* [ФРАГМЕНТ ДОКУМЕНТА]:

↓↓↓

Но есть и внутренние стены, которые мы возводим против самих себя; есть баррикады, эти боевые «стены», которые одна сторона возводит против другой; что касается «двери», то это может быть и скрытым, тайным проходом для неожиданной вылазки — и метафорой если не самого диалога, то возможности такового. И вот отталкиваясь от последнего, поговорим немного на более конкретную тему, имеющую однако и тактическую, и стратегическую значимость.


Петр Великий прорубал дверь в Европу; сегодняшняя политика властей делает, кажется, все возможное, чтобы эти двери наглухо заколотить, оставив только какие-то черные лазы. И это в то время, когда у республики есть уникальная возможность и поддерживать самые тесные дружеские отношения с Россией, и ощутить, более того, утвердить свою причастность стремящейся к единству Европе. Это не просто бездарная политика; это то, в чем как раз очень мало настоящей политики (хотя и много политиканства). Однако мы не будем сейчас заниматься этой темой; поставим иной вопрос: возможен ли диалог с Властью — и именно вот с этой, нынешней властью? Диалог о чем? И нужен ли он? (А такая нужда, если она действительно есть, должна быть взаимной.)

↑↑↑

* [ЗАДАНИЕ A]:
Кто, согласно фрагменту документа, прорубал дверь в Европу?
* [ЗАДАНИЕ B]:
Преобразуйте записи в JSON-список строк, взяв всё от строки с «Find the green tree in» вниз до строки с «[(777, 302), (370, 503)]» включительно. Каждую строку сделайте отдельной строкой списка, пустые строки пропустите.

* [МАТЕРИАЛЫ УПРАЖНЕНИЯ]:
↓↓↓

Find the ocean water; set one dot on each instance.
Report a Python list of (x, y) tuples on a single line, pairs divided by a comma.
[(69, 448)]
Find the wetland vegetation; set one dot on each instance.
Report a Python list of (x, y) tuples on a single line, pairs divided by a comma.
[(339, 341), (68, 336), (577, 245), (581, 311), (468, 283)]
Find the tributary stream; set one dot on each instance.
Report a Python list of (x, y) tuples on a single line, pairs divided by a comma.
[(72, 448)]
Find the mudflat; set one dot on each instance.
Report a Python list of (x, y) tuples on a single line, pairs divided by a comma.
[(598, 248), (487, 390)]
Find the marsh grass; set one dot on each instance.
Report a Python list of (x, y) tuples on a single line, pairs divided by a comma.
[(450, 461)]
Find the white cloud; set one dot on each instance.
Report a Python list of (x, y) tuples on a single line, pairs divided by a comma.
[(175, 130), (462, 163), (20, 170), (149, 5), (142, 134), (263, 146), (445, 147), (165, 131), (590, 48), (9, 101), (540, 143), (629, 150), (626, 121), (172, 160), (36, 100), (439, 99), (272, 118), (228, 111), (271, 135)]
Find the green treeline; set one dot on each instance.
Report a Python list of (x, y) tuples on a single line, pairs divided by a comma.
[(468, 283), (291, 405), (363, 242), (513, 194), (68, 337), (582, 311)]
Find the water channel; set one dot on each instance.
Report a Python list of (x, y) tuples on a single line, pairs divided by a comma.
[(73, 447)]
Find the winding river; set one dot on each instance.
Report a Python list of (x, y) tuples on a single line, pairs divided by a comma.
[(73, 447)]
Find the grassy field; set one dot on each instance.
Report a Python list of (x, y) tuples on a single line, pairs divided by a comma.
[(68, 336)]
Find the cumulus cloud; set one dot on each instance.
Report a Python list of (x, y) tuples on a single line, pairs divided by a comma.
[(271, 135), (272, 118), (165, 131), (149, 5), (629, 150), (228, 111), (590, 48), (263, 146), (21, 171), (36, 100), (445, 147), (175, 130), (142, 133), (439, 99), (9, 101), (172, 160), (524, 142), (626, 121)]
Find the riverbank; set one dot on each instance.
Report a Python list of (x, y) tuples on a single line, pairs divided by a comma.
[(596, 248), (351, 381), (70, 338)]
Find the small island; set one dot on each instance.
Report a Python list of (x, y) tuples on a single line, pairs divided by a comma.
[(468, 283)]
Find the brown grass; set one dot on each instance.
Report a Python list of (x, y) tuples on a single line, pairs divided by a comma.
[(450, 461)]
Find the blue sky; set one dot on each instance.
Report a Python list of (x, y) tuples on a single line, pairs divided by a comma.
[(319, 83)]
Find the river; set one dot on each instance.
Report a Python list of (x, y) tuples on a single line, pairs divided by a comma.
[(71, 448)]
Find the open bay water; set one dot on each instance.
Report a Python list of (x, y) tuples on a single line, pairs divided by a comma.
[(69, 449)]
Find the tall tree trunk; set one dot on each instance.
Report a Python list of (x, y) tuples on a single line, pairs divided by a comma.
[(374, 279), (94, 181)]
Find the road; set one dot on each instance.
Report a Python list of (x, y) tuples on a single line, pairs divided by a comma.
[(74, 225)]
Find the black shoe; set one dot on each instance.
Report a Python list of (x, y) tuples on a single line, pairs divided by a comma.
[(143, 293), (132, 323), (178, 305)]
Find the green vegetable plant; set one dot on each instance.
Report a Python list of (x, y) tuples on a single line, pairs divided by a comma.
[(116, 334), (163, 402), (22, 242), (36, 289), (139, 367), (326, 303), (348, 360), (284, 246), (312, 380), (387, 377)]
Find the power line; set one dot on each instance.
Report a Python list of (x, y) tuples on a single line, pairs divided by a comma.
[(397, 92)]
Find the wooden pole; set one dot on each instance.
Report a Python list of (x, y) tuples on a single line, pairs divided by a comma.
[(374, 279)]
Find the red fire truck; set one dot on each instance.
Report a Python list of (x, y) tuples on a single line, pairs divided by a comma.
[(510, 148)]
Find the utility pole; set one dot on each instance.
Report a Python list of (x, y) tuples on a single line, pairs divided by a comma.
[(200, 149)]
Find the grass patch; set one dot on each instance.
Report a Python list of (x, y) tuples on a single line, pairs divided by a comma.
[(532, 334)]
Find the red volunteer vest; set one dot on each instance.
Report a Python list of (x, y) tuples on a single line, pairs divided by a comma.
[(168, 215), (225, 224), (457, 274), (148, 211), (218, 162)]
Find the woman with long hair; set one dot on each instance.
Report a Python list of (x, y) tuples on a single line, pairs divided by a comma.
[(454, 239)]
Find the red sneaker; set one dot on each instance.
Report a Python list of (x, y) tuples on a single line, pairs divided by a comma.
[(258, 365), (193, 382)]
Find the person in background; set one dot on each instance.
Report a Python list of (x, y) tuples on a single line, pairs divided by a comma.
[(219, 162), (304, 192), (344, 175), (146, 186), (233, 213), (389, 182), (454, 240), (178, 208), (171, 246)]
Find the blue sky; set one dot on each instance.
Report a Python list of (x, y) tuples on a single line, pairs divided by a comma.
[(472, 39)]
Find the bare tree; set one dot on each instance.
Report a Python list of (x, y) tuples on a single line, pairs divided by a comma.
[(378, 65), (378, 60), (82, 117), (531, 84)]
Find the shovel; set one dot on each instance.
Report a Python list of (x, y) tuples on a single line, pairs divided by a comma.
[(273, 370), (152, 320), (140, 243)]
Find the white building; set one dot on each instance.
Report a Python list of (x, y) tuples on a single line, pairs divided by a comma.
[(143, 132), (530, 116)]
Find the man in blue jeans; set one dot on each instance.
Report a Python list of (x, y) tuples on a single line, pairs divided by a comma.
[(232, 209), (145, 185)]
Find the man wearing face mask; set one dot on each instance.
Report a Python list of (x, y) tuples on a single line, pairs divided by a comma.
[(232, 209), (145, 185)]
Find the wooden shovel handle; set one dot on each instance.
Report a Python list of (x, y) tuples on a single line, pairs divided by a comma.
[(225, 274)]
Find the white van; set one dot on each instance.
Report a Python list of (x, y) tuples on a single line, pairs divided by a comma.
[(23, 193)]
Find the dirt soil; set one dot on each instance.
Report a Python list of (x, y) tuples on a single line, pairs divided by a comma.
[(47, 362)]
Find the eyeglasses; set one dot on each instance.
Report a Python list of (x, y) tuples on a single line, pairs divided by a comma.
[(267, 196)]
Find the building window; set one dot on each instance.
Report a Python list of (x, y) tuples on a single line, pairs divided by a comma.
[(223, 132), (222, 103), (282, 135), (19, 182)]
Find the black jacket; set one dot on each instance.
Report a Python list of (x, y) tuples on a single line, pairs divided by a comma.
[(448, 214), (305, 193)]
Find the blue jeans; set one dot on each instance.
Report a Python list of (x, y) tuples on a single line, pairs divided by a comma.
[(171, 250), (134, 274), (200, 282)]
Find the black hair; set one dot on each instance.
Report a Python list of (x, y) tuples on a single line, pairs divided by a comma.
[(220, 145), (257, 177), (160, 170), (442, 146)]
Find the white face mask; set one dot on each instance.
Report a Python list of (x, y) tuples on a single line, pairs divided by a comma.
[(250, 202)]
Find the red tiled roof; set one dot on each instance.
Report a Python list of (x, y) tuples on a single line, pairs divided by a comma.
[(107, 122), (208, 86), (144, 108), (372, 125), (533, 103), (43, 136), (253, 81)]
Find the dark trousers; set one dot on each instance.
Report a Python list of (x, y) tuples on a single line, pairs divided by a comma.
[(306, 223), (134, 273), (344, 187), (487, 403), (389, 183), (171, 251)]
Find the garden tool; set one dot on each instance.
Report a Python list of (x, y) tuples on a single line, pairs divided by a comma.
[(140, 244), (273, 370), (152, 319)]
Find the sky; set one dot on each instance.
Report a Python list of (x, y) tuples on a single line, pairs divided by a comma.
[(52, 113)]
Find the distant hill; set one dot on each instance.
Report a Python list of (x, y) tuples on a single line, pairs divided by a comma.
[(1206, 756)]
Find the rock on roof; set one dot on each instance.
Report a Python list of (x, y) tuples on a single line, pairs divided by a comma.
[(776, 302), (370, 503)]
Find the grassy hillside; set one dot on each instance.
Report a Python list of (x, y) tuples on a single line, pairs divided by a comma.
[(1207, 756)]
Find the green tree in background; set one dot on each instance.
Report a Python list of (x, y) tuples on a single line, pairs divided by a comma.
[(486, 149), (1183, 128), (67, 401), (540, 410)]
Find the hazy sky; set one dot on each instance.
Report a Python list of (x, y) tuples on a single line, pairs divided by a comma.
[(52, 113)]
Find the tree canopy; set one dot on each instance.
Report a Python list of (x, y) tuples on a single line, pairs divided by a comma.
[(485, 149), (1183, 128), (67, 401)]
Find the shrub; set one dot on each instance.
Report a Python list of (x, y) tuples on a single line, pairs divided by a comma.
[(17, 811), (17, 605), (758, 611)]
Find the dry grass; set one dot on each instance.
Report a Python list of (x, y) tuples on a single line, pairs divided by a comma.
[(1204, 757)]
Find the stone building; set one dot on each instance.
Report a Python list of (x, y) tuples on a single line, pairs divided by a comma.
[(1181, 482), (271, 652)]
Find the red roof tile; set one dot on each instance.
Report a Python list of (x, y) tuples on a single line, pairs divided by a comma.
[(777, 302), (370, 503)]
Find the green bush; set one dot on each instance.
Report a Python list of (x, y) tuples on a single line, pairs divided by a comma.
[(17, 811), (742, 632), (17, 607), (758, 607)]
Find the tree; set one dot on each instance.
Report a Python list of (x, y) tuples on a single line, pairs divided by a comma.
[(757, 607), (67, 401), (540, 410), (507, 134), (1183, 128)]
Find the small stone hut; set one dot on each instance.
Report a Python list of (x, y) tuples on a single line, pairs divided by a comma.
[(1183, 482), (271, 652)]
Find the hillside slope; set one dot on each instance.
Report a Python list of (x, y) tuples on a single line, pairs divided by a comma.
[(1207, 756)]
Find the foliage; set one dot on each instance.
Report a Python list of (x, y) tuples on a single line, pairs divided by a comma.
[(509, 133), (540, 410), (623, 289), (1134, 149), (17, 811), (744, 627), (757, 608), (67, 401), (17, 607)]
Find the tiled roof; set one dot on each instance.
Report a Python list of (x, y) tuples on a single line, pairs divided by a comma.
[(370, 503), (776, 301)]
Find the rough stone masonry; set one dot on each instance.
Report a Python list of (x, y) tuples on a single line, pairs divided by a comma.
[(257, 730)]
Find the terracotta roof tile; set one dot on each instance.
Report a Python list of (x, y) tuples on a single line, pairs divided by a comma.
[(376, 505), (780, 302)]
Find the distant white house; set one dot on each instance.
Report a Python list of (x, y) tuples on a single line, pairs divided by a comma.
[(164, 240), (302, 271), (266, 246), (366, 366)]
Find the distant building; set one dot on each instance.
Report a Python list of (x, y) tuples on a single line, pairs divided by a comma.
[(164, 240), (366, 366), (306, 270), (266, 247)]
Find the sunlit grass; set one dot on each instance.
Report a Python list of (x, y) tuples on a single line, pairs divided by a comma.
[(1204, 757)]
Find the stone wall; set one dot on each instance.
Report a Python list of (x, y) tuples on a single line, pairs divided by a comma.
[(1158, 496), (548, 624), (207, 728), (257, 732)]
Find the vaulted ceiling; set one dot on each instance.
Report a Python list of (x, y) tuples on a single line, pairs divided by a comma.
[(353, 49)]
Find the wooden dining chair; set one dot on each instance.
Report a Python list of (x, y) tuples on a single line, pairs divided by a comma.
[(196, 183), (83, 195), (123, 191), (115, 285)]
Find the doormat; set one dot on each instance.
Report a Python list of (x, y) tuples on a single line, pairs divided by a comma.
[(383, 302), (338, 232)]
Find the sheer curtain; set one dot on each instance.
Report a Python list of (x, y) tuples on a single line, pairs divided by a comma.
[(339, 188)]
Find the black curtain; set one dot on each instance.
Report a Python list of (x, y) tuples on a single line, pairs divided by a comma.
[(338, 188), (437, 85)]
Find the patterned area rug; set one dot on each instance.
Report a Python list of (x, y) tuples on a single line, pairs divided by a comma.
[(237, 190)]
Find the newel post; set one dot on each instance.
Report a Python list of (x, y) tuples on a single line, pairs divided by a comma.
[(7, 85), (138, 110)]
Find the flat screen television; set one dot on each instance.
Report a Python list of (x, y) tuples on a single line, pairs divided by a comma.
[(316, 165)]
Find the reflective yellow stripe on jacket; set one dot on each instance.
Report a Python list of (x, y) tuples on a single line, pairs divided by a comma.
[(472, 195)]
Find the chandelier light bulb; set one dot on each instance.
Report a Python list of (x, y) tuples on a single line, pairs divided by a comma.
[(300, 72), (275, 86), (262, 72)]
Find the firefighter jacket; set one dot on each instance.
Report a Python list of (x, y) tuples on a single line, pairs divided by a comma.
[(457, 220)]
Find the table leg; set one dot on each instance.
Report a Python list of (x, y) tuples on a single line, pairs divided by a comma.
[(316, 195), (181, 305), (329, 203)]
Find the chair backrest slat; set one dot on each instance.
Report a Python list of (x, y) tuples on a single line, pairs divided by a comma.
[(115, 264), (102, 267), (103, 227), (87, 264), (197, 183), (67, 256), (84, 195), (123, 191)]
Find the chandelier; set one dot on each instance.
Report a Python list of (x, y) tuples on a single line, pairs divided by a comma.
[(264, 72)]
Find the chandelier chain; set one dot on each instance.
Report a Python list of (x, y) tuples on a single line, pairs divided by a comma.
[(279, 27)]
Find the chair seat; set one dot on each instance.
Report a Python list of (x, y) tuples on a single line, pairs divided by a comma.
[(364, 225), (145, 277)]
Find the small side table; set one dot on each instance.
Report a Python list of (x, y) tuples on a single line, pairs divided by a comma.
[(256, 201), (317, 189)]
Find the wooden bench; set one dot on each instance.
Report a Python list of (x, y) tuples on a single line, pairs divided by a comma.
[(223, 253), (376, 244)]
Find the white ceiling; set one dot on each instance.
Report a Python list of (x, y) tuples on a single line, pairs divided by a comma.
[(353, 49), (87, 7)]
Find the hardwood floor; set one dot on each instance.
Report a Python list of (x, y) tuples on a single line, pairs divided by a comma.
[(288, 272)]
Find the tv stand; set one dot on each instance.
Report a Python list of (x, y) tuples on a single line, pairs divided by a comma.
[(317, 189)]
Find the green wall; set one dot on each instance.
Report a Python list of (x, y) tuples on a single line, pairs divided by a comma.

↑↑↑

* [ПОЛНЫЙ ОТВЕТ A]:
Петр Великий.

* [ПОЛНЫЙ ОТВЕТ B]:
[
  "Find the green tree in background; set one dot on each instance.",
  "Report a Python list of (x, y) tuples on a single line, pairs divided by a comma.",
  "[(486, 149), (1183, 128), (67, 401), (540, 410)]",
  "Find the hazy sky; set one dot on each instance.",
  "Report a Python list of (x, y) tuples on a single line, pairs divided by a comma.",
  "[(52, 113)]",
  "Find the tree canopy; set one dot on each instance.",
  "Report a Python list of (x, y) tuples on a single line, pairs divided by a comma.",
  "[(485, 149), (1183, 128), (67, 401)]",
  "Find the shrub; set one dot on each instance.",
  "Report a Python list of (x, y) tuples on a single line, pairs divided by a comma.",
  "[(17, 811), (17, 605), (758, 611)]",
  "Find the dry grass; set one dot on each instance.",
  "Report a Python list of (x, y) tuples on a single line, pairs divided by a comma.",
  "[(1204, 757)]",
  "Find the stone building; set one dot on each instance.",
  "Report a Python list of (x, y) tuples on a single line, pairs divided by a comma.",
  "[(1181, 482), (271, 652)]",
  "Find the red roof tile; set one dot on each instance.",
  "Report a Python list of (x, y) tuples on a single line, pairs divided by a comma.",
  "[(777, 302), (370, 503)]"
]